-- Opening Marker --
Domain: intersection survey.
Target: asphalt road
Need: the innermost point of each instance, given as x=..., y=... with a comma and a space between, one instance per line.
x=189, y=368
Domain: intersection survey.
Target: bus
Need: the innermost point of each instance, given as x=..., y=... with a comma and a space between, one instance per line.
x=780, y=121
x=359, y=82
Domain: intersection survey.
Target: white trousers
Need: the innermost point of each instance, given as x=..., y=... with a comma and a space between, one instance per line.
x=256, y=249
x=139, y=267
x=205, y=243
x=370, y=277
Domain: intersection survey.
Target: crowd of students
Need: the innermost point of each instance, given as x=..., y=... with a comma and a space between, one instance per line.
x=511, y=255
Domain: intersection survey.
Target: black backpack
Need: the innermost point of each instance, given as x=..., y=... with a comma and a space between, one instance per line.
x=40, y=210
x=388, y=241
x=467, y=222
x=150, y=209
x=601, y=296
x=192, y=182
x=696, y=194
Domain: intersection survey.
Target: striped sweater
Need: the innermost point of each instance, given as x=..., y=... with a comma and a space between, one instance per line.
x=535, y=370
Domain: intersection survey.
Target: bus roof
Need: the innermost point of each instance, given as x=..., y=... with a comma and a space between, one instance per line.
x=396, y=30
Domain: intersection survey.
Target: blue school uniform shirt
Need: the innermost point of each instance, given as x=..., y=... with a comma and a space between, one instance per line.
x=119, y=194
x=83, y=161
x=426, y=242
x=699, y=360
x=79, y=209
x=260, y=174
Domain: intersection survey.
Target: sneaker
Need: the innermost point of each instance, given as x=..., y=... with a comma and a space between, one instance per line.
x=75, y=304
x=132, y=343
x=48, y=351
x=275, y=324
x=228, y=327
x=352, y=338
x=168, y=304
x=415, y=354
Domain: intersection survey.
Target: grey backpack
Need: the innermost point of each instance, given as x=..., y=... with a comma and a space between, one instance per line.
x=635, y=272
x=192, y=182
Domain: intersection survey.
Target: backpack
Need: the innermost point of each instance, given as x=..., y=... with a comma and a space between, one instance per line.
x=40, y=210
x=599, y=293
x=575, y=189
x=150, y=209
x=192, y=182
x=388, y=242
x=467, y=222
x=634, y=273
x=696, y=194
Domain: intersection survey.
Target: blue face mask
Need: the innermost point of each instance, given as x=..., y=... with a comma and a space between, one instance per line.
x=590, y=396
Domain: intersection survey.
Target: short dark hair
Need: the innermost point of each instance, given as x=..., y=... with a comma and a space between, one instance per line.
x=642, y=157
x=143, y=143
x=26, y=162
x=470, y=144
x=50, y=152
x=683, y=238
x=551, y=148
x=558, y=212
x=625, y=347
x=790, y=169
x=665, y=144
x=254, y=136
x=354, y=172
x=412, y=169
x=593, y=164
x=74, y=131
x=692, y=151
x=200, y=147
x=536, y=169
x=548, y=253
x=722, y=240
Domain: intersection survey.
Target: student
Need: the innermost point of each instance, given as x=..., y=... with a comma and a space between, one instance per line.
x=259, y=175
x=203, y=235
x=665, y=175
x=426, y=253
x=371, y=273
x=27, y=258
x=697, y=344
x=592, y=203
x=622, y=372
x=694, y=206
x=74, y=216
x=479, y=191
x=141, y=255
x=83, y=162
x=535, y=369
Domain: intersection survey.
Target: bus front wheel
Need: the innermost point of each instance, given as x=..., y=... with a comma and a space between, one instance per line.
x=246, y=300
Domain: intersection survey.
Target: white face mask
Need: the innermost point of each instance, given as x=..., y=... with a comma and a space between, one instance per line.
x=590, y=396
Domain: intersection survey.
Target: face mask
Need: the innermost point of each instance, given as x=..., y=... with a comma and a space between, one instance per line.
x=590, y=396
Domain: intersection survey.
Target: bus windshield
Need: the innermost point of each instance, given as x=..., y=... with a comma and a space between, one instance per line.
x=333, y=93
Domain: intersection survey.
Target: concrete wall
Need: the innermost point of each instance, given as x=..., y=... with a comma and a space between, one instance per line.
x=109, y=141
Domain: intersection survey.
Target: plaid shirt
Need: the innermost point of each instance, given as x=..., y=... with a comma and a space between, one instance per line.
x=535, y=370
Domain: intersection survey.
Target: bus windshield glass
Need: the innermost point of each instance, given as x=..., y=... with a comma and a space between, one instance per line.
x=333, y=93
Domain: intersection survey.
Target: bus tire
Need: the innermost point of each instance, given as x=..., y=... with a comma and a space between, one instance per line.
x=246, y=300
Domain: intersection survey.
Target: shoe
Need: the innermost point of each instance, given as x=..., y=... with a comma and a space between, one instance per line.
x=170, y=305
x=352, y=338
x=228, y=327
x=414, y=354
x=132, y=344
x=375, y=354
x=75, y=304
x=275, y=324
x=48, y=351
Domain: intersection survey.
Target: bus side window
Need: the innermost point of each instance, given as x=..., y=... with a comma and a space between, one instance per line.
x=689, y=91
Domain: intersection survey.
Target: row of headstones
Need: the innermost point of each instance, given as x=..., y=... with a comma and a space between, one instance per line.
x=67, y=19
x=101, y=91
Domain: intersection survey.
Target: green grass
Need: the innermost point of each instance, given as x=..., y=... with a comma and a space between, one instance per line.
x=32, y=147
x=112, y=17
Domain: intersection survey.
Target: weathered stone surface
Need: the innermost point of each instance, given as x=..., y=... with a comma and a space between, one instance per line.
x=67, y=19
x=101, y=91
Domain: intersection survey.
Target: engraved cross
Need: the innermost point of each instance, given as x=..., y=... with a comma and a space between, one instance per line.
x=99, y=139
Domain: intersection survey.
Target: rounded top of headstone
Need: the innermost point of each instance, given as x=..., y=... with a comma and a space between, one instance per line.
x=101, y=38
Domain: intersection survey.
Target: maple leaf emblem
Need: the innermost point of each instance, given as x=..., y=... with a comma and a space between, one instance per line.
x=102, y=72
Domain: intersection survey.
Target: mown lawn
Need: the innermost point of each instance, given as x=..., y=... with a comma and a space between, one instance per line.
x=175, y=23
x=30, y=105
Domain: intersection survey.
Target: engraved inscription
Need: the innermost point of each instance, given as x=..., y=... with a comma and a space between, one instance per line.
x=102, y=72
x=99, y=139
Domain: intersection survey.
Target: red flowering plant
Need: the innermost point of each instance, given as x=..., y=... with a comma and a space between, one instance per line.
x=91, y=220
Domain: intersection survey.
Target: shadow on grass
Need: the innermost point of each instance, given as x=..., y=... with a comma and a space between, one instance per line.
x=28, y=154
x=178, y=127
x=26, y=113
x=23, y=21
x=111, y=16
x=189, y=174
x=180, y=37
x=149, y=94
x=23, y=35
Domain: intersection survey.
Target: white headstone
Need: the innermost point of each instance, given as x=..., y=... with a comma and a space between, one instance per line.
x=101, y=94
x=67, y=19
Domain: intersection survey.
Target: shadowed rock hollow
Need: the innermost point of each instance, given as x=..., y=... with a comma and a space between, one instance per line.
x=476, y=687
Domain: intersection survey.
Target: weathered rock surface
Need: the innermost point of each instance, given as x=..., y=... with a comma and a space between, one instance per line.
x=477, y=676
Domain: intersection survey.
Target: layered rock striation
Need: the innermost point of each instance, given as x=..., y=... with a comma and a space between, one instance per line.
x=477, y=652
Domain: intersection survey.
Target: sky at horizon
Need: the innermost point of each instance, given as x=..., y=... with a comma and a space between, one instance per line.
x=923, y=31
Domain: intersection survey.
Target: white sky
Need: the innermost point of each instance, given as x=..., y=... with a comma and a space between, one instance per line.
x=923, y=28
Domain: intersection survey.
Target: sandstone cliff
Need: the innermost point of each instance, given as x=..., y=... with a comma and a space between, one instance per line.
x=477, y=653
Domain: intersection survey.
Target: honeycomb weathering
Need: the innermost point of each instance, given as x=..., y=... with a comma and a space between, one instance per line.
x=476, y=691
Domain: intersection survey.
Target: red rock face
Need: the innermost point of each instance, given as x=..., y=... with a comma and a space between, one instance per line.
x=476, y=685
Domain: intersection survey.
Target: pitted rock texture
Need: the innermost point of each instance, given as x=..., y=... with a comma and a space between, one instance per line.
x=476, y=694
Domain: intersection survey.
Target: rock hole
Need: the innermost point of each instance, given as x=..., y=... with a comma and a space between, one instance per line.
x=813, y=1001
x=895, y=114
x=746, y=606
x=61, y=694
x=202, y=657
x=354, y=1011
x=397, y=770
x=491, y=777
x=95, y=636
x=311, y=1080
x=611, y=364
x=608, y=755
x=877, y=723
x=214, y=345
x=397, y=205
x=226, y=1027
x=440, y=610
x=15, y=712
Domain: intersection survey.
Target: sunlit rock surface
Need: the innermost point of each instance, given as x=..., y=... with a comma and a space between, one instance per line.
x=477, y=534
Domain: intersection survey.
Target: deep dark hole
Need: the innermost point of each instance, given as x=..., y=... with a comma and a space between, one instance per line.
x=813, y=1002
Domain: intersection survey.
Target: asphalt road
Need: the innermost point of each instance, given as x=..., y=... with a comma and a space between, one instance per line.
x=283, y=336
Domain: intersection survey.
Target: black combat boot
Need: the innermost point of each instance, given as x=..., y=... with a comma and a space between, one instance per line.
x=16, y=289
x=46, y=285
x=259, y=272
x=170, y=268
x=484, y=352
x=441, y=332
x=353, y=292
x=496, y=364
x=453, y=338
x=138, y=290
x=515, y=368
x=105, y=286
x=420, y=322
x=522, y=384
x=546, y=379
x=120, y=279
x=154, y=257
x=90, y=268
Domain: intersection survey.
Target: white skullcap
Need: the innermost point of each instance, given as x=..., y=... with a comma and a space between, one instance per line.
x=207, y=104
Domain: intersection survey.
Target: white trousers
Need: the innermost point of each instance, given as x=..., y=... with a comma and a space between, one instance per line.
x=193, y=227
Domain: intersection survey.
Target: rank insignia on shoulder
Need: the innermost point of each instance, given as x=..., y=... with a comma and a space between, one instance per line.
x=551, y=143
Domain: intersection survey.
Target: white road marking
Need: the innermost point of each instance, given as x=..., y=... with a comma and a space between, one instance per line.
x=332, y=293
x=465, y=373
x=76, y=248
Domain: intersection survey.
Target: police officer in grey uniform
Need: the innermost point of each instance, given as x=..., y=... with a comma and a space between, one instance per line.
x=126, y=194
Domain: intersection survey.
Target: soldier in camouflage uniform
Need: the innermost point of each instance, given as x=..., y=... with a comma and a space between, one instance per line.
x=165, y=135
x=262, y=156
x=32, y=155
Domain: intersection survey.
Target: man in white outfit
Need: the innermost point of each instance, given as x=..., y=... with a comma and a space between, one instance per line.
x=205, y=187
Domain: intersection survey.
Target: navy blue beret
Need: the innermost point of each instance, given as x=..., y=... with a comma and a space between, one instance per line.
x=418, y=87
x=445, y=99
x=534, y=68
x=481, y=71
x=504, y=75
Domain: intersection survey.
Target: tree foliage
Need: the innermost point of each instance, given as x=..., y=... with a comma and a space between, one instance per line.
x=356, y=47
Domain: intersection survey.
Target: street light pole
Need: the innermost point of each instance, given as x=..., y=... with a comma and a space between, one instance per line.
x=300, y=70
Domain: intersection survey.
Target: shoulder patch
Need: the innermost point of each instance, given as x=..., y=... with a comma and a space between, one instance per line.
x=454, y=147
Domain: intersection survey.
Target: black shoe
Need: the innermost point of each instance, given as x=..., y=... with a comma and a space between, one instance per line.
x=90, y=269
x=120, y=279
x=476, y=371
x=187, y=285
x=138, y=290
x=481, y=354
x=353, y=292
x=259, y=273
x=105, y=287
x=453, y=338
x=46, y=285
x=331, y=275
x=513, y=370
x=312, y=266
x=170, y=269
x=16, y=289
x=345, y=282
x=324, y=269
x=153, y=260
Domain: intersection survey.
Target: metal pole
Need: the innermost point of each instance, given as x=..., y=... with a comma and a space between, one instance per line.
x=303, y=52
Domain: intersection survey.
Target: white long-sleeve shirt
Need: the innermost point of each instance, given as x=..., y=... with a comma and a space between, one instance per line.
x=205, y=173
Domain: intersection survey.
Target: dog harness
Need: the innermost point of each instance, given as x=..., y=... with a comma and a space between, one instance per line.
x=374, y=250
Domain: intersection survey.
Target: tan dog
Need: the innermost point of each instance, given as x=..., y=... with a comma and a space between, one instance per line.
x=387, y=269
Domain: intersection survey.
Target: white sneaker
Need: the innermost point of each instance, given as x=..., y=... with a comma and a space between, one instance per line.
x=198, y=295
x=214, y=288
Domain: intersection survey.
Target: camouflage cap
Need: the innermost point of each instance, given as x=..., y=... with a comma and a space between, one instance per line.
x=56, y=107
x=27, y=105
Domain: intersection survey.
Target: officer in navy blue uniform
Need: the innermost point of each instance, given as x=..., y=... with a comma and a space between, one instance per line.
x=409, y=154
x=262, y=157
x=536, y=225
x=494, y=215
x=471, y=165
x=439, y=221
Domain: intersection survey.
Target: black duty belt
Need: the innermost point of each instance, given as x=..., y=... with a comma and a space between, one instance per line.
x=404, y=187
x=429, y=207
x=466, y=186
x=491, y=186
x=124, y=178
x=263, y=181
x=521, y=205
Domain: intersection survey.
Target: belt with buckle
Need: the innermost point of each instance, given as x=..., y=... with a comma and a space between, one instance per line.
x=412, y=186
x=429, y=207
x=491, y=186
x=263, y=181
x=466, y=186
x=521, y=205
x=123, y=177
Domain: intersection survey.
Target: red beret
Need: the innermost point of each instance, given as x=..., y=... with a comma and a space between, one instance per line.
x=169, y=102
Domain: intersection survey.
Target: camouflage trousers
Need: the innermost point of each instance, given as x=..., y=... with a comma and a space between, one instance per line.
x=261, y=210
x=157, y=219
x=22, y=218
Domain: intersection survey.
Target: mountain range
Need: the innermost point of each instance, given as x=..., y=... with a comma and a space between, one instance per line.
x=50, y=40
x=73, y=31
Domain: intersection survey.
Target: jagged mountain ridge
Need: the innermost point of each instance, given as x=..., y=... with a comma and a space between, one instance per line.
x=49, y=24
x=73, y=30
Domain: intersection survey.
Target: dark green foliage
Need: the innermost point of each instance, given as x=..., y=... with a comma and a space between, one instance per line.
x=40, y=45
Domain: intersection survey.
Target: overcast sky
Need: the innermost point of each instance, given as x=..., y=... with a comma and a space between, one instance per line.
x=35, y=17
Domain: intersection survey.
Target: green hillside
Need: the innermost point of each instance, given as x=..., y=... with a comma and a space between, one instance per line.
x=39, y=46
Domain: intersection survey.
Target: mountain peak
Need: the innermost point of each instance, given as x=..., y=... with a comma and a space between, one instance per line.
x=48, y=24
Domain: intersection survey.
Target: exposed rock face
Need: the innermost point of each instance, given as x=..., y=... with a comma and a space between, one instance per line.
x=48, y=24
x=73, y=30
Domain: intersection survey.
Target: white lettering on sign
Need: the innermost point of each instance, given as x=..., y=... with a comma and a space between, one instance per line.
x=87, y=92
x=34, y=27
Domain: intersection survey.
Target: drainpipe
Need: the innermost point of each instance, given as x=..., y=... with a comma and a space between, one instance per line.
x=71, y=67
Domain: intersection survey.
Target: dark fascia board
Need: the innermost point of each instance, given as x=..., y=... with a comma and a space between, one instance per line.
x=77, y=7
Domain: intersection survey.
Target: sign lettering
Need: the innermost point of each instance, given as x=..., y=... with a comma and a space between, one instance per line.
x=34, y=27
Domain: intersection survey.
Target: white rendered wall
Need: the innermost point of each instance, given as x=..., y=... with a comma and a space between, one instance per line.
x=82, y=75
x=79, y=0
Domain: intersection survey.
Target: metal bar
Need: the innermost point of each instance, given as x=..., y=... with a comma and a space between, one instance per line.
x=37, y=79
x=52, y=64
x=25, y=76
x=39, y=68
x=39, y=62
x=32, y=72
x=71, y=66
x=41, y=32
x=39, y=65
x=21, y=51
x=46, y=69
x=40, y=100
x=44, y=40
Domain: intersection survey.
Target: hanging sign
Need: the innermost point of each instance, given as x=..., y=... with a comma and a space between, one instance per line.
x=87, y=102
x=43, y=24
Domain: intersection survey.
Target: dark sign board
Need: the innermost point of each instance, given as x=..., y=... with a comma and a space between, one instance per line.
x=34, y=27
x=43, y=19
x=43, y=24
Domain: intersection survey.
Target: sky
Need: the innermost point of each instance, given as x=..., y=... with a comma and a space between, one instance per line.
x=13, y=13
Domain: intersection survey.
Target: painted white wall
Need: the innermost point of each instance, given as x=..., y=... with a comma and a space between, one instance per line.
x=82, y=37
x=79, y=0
-- Closing Marker --
EXERCISE REQUIREMENTS: The answer must be every line from the records above that contains the word "navy", copied in full.

RESULT BELOW:
Target: navy blue beret
Target: officer in navy blue uniform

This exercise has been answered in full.